- _SELECTED EXTRACT_
+--

Re: [haskell-pipes] Producers, Purity and Resumability

Jeremy Shaw Thu, 30 Jan 2014 12:44:59 -0800

Yes -- io-stream forces everything to be done in the IO monad and uses
hidden IORefs. conduit also uses hidden IORefs for resumable streams.


But is that really the best choice?

- jeremy

On Thu, Jan 30, 2014 at 2:12 PM, Carter Schonwald
<[email protected]> wrote:
> I think this precise issue is why the snap server http parser tooling uses
> the iostreams lib!
>
>
> On Thu, Jan 30, 2014 at 1:02 PM, Jeremy Shaw <[email protected]> wrote:
>>
>> I have been thinking about what it means to run a 'Producer'
>> twice. Specifically -- whether the Producer resumes where it left of
>> or not. I think that in general the behavior is undefined. I feel like
>> this has not been explicitly stated much -- so I am going to say it
>> now. In some sense, it should be obvious -- but when peering through
>>  the haze of Pipes, StateT, and IO, the simple things can get lost.
>>
>> Consider two different cases:
>>
>>  1. a producer that produces values from a pure list
>>
>>  2. a producer that produces values from a network connection
>>
>>
>> If we run the first producer twice we will get the same answer each
>> time. If we run the second producer twice -- we will likely get
>> different results -- depending on what data is available from the
>> network stream.
>>
>> Now -- that is not entirely surprising -- one value is pure and one is
>> based on IO. So that is no different than calling a normal pure
>> function versus a normal IO function.
>>
>> But -- I think it can be easy to forget that when writing pipes
>> code. Imagine we write some pipes code that processes a network stream
>> -- and it relies on the fact that the network Producer automatically
>> resumes from where it left off.
>>
>> Now, let's pretend we want to test our code. So we create a pure
>> Producer that produces the same bytestring that the network pipe was
>> producing. Alas, our code will not work because the pure Producer does
>> not automatically resume when called multiple times.
>>
>> I think this means that we must assume, by default, that the Producer
>> does not have resumable behavior. If we want to write code that relies
>> on the resumable behavior -- then we must explictly ensure that it
>> happens.
>>
>> In pipes-parse the resumability is handled by storing the 'Producer'
>> in 'StateT'.
>>
>> Another alternative is to use an 'IORef'. I have an example of the
>> 'IORef' solution below.
>>
>> > module Main where
>>
>> > import Data.IORef             (IORef(..), newIORef, readIORef,
>> > writeIORef)
>> > import           Pipes
>> > import qualified Pipes.Prelude as P
>>
>> Here is our pure Producer:
>>
>> > pure10 :: (Monad m) => Producer Int m ()
>> > pure10 = mapM_ yield [1..10]
>>
>> And here is a function which uses a Producer twice.
>>
>> > take5_twice :: Show a => Producer a IO () -> IO ()
>> > take5_twice p =
>> >     do runEffect $ p >-> P.take 5 >-> P.print
>> >        putStrLn "<<Intermission>>"

+--

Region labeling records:

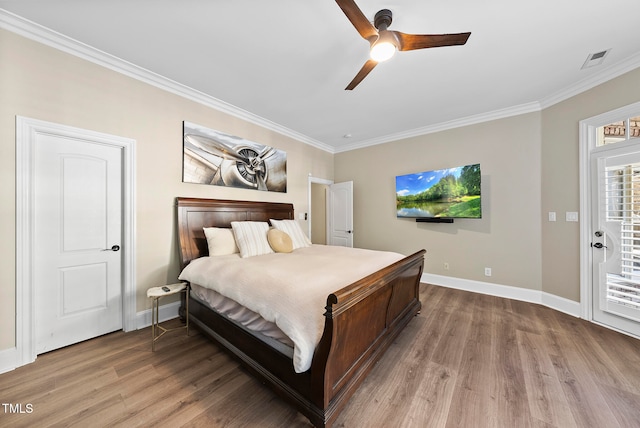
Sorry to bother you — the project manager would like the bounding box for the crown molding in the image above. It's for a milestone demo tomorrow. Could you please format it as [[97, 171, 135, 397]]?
[[0, 9, 640, 154], [335, 102, 541, 153], [0, 9, 335, 153], [540, 53, 640, 109]]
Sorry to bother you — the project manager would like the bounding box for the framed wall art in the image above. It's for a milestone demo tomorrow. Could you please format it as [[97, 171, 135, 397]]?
[[182, 121, 287, 192]]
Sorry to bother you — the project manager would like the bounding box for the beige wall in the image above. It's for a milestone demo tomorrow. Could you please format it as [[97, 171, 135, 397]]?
[[541, 69, 640, 301], [335, 113, 541, 289], [0, 25, 640, 356], [0, 30, 333, 350], [335, 69, 640, 301]]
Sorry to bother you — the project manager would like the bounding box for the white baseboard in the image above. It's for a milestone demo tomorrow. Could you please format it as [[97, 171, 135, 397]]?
[[0, 273, 580, 373], [0, 347, 18, 373], [420, 273, 580, 318], [136, 302, 180, 330]]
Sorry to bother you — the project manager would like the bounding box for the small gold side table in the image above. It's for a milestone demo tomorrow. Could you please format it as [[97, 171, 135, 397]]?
[[147, 282, 189, 351]]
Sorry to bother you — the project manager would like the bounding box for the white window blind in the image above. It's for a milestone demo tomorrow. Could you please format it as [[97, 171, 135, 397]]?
[[605, 164, 640, 310]]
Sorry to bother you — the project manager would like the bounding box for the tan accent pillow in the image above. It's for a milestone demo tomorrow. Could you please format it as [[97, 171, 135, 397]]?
[[231, 221, 273, 258], [269, 219, 311, 250], [267, 229, 293, 253], [203, 227, 240, 256]]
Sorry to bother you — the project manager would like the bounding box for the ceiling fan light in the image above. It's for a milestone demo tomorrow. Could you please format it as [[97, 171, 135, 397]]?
[[369, 41, 396, 62]]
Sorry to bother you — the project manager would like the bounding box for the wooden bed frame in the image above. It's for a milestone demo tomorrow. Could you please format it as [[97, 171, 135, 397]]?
[[176, 198, 425, 427]]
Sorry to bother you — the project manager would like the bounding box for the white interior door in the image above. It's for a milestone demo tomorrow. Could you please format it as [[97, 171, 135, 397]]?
[[33, 134, 123, 354], [591, 145, 640, 336], [327, 181, 353, 247]]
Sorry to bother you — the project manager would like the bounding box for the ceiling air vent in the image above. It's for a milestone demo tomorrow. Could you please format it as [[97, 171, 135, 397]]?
[[582, 49, 611, 69]]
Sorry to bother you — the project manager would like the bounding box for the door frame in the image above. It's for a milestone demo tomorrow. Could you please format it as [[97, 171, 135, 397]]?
[[15, 116, 136, 366], [578, 102, 640, 328], [307, 174, 333, 242]]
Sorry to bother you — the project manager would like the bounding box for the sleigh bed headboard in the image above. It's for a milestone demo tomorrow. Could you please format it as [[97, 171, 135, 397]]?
[[176, 198, 294, 268]]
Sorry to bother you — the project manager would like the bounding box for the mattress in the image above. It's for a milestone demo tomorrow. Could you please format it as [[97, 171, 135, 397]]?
[[190, 284, 293, 353], [179, 245, 404, 373]]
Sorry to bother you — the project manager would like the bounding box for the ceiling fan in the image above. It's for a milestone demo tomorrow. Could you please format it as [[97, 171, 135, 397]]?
[[336, 0, 471, 91]]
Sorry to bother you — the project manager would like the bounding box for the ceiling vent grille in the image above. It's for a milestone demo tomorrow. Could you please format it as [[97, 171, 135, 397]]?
[[582, 49, 611, 70]]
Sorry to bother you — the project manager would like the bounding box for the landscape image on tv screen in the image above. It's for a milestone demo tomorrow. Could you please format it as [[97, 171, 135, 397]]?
[[396, 164, 482, 218]]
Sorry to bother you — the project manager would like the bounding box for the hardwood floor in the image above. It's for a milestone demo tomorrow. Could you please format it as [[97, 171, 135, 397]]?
[[0, 284, 640, 428]]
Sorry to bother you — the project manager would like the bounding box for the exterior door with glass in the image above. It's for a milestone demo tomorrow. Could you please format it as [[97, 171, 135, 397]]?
[[590, 137, 640, 336]]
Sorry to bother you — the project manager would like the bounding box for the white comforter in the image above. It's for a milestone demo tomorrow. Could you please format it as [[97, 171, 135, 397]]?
[[179, 245, 404, 373]]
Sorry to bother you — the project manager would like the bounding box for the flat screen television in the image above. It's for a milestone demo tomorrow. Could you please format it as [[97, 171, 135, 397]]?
[[396, 164, 482, 219]]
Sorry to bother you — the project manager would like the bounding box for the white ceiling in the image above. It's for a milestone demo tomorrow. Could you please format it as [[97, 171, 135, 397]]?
[[0, 0, 640, 152]]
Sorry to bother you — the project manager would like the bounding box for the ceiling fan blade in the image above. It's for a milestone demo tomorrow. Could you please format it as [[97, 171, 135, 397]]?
[[344, 59, 378, 91], [336, 0, 378, 40], [393, 31, 471, 51]]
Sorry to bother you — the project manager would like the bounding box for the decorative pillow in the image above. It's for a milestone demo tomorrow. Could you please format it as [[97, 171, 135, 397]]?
[[231, 221, 273, 258], [267, 229, 293, 253], [203, 227, 240, 256], [269, 219, 311, 250]]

+--

Output the passage of the mailing-list post on Producers and resumability between "Re: [haskell-pipes] Producers, Purity" and "the best choice?", inclusive, copied word for word.

Re: [haskell-pipes] Producers, Purity and Resumability

Jeremy Shaw Thu, 30 Jan 2014 12:44:59 -0800

Yes -- io-stream forces everything to be done in the IO monad and uses
hidden IORefs. conduit also uses hidden IORefs for resumable streams.


But is that really the best choice?